**EXCERPTED PASSAGE**

Fitzgerald wrote the story in October 1919. Although ostensibly an analysis of the role played by an enormous glass punch bowl in the destruction of the life of Evylyn Piper, much of the short story traces the deterioration of Evylyn's marriage to a prosperous hardware dealer whose business declines over several years.

According to literary critic John Kuehl, the cut-glass bowl of the title symbolizes the fate of protagonist Mrs. Evylyn "Evie" Piper. Unfolding sequentially in the chronology of Evylyn's life, the immense cut-glass bowl inflicts its curse upon her four times, culminating in her demise.

The bowl enters her life when presented as a wedding gift by a jilted suitor, accompanied by an ominous remark characterizing the decorative item: "[A]s hard as you are and as beautiful and as empty and as easy to see through."
The bowl is instrumental in exposing Evie's affair with a local man early in her marriage when she still possessed her youthful good looks. As she approaches middle age, the bowl is at the center of a drunken quarrel between her husband and a prospective business partner, threatening their middle-class lifestyle.

**EXTRACTED ENTRIES**
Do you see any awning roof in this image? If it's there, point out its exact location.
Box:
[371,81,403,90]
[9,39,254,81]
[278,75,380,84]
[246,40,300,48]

**REQUIRED TASKS**
A – Answer these from the passage on Fitzgerald's cut-glass bowl story:
(i) In what month and year did Fitzgerald write the story?
(ii) According to John Kuehl, what does the bowl symbolize?
(iii) Who gave Evylyn the bowl as a wedding gift?
B – Continue the passage on Fitzgerald's cut-glass bowl story from its final sentence.

**ANSWERS PER TASK**
A –
(i) October 1919
(ii) The fate of the protagonist, Mrs. Evylyn "Evie" Piper
(iii) A jilted suitor

B –
When Evie's youngest child Julie accidentally cuts her hand on the glass bowl, the child's wound becomes seriously infected, requiring amputation. Evie is notified that her son has been killed serving overseas during World War I: she discovers the telegram in the cut-glass bowl. Finally recognizing the malignant nature of the glass object, she attempts to smash it and dies in the attempt.

In the climax of the story, the cut-glass bowl is personified, and as such delivers its verdict just before destroying the protagonist:

You see, I am fate…and stronger than your puny plans; and I am how-things-turn-out and I am different from your little dreams, and I am the flight of time and the end of beauty and unfulfilled desire.

The second and final Fitzgerald story featured in Scribner's Magazine, Matthew J. Bruccoli and Judith S. Baughman note that "this moralizing tale appealed to the taste of Robert Bridges, editor of that magazine."